● OPDRACHT
Schrijf uit de tekst over enzymen in een hydrogel alles van "Die omzetting is" tot en met "weinig efficiënt zijn." woord voor woord over.

● GECITEERDE PASSAGE
Leg enzymen vast in een hydrogel en je kunt methaan efficiënter omzetten in methanol dan met een synthetische katalysator. En de hydrogel is nog met een 3D-printer te verwerken ook, melden onderzoekers van het Lawrence Livermore-lab in Nature Communications.

Die enzymen, zogeheten methaanmono-oxygenases (MMO’s), zitten van nature in de celmembranen van methaanproducerende bacteriën. Tot nu toe zijn het de enige bekende katalysatoren die methaan bij kamertemperatuur voor de volle 100 % kunnen omzetten in methanol.

Die omzetting is economisch gezien uiterst aantrekkelijk. Methanol is vloeibaar en daardoor veel gemakkelijker te transporteren dan gasvormig methaan, en vaak is dat het verschil tussen wel of niet rendabel aardgas kunnen winnen op afgelegen plekken. Alleen lenen deze bacteriën zich niet zo heel erg voor grootschalige industriële inzet, en als je de MMO’s uit hun celmembranen haalt en immobiliseert op een niet-biologische drager dan werken ze niet meer. Vandaar dat de industrie zich tot nu toe moet behelpen met alternatieve processen die bij hoge temperatuur werken en weinig efficiënt zijn.

Sarah Baker en collega’s melden nu dat MMO’s, of in elk geval de deelverzameling van ‘particulate MMOs’ (pMMO’s) die niet oplossen in water, wél blijven functioneren als je ze opsluit in een hydrogel van polyethyleenglycoldiacrylaat (PEGDA).

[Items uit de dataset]

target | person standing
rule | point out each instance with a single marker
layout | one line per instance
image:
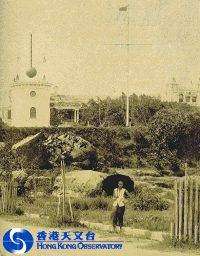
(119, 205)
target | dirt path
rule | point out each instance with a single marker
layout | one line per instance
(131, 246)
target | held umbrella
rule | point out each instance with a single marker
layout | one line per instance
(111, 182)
* * *
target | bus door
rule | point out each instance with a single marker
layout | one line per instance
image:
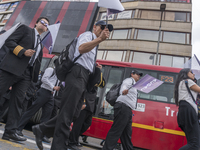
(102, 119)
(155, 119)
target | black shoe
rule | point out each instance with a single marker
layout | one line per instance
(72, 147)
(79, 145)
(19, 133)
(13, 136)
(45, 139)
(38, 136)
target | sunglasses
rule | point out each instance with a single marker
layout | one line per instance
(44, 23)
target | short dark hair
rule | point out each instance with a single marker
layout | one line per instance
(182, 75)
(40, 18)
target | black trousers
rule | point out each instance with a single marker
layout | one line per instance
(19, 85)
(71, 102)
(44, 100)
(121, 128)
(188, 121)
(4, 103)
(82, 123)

● OPLOSSING
Die omzetting is economisch gezien uiterst aantrekkelijk. Methanol is vloeibaar en daardoor veel gemakkelijker te transporteren dan gasvormig methaan, en vaak is dat het verschil tussen wel of niet rendabel aardgas kunnen winnen op afgelegen plekken. Alleen lenen deze bacteriën zich niet zo heel erg voor grootschalige industriële inzet, en als je de MMO’s uit hun celmembranen haalt en immobiliseert op een niet-biologische drager dan werken ze niet meer. Vandaar dat de industrie zich tot nu toe moet behelpen met alternatieve processen die bij hoge temperatuur werken en weinig efficiënt zijn.